━━━ Provided material ━━━

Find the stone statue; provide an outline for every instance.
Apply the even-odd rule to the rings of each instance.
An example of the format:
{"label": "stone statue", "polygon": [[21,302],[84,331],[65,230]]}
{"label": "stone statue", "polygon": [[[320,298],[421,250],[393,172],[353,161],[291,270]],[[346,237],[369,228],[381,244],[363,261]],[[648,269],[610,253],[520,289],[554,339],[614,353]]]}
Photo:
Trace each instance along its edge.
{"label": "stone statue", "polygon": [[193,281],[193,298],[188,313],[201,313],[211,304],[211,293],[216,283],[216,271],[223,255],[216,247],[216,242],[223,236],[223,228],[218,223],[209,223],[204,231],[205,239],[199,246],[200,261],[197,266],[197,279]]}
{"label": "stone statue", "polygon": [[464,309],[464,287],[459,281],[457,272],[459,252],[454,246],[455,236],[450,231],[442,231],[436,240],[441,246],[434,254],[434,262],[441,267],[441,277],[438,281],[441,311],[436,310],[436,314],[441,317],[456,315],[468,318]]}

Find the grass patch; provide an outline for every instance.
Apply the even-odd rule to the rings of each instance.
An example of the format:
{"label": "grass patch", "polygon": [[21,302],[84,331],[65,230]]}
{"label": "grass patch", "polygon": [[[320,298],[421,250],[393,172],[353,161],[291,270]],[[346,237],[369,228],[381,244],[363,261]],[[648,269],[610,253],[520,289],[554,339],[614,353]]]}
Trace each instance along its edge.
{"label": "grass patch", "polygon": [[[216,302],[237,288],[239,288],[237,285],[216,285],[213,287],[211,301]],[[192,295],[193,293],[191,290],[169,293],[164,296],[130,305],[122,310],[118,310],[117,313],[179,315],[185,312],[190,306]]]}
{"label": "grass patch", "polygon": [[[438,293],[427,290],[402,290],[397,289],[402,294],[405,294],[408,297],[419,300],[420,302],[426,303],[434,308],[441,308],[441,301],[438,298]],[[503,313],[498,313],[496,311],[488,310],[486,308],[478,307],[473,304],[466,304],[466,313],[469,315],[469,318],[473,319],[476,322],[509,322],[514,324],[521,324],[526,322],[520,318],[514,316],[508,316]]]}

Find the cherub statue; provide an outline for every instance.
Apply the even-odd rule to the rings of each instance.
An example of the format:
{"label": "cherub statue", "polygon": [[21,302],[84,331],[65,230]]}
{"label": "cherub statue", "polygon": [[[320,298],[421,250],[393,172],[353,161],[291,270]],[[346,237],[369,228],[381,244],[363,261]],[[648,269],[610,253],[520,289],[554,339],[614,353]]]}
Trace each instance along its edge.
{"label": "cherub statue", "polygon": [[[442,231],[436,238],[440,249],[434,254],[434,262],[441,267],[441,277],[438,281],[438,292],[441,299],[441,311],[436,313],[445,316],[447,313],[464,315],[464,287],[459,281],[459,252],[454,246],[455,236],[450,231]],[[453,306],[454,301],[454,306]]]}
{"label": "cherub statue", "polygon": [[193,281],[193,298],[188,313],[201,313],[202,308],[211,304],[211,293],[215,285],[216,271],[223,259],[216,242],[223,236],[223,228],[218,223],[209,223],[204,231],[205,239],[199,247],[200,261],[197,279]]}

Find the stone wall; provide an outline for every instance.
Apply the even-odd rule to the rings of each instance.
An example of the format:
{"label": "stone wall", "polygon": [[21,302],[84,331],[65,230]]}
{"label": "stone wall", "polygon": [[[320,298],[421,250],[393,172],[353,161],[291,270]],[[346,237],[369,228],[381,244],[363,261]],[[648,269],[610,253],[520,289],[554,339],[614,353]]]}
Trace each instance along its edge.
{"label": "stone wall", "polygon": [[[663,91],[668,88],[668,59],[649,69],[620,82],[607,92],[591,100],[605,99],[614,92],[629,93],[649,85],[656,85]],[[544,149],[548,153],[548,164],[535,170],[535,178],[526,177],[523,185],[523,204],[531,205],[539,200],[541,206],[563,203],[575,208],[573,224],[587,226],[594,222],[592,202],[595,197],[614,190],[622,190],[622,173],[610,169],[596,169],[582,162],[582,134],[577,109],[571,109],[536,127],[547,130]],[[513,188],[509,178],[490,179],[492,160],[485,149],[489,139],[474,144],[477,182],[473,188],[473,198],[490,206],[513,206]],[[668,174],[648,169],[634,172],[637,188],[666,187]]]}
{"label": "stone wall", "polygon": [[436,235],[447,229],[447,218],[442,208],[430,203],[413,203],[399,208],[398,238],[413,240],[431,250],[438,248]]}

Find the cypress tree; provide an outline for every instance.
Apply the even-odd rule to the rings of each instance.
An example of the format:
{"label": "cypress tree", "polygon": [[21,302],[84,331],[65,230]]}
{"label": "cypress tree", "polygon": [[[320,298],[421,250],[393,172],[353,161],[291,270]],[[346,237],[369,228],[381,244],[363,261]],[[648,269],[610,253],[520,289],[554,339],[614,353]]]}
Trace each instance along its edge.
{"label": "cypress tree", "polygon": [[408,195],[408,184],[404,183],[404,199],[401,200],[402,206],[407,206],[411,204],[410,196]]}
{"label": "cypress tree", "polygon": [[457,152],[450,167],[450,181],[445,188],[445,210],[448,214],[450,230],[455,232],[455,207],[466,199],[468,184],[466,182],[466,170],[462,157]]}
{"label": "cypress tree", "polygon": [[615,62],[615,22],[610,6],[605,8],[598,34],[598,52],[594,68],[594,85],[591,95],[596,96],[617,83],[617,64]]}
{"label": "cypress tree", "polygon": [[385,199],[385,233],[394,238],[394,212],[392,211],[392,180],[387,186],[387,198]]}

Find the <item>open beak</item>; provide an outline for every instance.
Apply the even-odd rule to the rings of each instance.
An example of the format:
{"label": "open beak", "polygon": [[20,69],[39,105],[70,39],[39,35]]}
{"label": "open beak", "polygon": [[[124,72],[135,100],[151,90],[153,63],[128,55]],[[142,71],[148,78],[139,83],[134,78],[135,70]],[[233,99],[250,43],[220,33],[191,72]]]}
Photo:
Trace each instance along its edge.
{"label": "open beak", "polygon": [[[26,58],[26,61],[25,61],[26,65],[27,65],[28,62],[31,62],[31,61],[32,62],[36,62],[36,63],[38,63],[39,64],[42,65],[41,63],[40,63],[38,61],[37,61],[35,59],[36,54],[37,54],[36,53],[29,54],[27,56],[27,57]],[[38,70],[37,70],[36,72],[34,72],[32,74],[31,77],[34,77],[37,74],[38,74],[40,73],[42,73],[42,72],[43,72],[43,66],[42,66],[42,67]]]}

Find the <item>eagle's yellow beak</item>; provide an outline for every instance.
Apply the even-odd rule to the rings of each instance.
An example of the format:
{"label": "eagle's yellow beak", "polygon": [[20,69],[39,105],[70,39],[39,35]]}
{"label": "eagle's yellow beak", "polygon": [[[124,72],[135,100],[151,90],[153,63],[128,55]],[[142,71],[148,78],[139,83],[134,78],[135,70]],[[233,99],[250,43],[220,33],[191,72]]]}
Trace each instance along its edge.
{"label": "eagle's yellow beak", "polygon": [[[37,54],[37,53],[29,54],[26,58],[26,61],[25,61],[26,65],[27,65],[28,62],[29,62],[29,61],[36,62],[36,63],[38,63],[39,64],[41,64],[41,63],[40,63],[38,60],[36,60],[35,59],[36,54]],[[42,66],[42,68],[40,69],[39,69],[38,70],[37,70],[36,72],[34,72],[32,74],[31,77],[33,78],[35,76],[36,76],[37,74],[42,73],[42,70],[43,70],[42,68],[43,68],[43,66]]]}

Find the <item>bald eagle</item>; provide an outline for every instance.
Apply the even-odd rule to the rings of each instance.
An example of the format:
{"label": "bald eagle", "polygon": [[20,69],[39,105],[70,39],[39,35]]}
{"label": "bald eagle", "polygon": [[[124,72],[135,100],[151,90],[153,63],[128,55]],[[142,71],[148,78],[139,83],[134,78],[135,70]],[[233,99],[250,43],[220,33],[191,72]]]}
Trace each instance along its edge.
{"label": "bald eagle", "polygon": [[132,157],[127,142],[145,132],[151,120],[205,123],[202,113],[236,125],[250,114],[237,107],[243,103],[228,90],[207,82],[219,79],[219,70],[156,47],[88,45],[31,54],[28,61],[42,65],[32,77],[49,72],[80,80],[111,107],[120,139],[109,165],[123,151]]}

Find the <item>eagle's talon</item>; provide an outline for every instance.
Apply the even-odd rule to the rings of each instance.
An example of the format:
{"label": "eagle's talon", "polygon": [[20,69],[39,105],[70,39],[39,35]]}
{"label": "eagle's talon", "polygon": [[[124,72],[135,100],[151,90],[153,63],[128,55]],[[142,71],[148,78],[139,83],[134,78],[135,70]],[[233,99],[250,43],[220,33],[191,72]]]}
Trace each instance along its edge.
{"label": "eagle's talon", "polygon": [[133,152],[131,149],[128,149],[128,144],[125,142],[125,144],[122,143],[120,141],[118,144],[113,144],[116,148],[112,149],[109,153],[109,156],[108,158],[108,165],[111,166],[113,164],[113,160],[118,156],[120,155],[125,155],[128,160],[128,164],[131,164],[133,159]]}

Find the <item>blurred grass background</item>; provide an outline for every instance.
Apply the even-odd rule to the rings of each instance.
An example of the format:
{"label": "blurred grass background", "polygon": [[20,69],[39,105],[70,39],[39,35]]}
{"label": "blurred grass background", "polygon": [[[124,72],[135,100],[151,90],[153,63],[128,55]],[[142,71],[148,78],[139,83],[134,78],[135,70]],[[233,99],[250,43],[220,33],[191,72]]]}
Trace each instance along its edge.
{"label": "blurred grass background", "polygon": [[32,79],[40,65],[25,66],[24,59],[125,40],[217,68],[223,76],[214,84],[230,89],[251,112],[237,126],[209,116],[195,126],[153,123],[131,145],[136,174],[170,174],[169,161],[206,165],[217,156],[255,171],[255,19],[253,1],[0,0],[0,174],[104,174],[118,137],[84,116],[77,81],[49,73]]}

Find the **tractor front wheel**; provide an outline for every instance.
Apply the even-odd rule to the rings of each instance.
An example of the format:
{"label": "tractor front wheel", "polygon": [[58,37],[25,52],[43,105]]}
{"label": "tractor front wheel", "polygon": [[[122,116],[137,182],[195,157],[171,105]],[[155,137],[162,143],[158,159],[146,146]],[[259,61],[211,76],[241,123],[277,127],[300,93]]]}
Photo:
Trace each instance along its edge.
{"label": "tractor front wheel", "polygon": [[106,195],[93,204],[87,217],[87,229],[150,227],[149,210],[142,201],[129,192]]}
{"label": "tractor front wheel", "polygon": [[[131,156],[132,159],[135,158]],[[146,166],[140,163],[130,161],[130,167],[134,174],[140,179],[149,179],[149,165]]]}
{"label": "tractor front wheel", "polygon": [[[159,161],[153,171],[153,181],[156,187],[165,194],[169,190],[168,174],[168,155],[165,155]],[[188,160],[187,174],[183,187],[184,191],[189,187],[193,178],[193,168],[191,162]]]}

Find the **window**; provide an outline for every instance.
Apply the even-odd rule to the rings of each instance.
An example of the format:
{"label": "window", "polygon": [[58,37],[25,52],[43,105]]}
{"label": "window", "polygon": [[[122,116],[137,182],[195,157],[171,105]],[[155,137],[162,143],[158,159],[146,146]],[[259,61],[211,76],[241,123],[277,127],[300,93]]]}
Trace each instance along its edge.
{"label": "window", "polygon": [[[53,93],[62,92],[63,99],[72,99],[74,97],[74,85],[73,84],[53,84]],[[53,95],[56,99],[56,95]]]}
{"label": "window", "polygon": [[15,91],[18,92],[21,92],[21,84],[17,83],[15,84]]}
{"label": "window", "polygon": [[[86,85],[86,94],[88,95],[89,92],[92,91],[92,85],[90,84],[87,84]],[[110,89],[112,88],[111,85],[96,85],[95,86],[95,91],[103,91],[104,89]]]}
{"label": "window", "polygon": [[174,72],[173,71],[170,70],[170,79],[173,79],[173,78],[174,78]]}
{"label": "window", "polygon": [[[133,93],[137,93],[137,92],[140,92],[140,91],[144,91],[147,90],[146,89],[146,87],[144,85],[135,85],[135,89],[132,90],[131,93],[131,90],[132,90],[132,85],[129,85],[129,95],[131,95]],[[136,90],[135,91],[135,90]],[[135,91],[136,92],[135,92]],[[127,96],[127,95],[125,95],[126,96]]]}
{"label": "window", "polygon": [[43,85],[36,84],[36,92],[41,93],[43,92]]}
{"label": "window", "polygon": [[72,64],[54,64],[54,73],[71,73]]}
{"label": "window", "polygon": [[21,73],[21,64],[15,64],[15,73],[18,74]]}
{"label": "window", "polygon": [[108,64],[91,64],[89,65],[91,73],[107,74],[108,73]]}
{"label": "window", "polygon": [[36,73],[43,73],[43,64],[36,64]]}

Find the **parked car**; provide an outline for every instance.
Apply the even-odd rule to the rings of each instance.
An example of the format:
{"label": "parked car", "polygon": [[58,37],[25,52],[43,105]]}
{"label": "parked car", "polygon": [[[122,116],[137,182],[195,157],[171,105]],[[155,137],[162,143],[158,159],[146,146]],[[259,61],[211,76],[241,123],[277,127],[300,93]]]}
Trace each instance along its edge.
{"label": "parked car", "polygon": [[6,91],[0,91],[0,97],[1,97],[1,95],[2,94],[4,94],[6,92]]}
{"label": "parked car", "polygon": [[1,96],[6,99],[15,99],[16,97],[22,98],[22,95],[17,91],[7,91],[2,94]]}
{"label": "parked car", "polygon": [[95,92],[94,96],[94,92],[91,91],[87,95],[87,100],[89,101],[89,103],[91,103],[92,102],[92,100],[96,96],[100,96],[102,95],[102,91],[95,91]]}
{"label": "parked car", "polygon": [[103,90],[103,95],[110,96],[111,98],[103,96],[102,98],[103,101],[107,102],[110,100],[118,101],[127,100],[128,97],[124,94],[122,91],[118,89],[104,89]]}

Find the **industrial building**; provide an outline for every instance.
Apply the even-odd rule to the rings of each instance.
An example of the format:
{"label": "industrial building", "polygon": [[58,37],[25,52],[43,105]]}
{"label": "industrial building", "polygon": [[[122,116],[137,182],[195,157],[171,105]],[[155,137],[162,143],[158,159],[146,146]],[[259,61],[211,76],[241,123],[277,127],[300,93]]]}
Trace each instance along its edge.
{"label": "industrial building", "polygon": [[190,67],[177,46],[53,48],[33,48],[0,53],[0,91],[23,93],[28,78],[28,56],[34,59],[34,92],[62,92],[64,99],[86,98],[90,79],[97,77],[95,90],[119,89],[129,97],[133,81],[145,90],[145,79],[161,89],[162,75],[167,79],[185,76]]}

━━━

## Required task
Only the lines from the one containing "Find the **industrial" to the end of the listing belong in the output, each reproduced exactly.

## Solution for this exercise
Find the **industrial building**; provide an outline for every instance.
Apply the even-odd rule to the rings of each instance.
An example of the format:
{"label": "industrial building", "polygon": [[58,37],[25,52],[43,105]]}
{"label": "industrial building", "polygon": [[[122,116],[137,182],[195,157],[171,105]],[[155,137],[162,143],[158,159],[146,146]],[[259,61],[211,76],[241,123],[277,127],[300,93]]]}
Trace each instance along its edge.
{"label": "industrial building", "polygon": [[190,67],[177,46],[53,48],[33,48],[0,53],[0,91],[23,93],[28,78],[28,56],[34,59],[34,92],[62,92],[64,99],[86,98],[90,79],[97,77],[95,90],[119,89],[129,97],[133,81],[145,90],[145,79],[161,89],[162,75],[167,79],[185,76]]}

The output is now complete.